[Problem description] In the records below, replace "tall tree" with "oak tree" and write the lines out again with nothing else changed.

Records from a data source
------------------------------------------------------------------------

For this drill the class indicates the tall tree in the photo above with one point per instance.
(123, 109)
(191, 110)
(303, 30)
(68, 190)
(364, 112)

------------------------------------------------------------------------

[Task response]
For this drill the class indicates the oak tree in the photo above with one point per instance.
(123, 109)
(191, 110)
(303, 30)
(68, 190)
(364, 112)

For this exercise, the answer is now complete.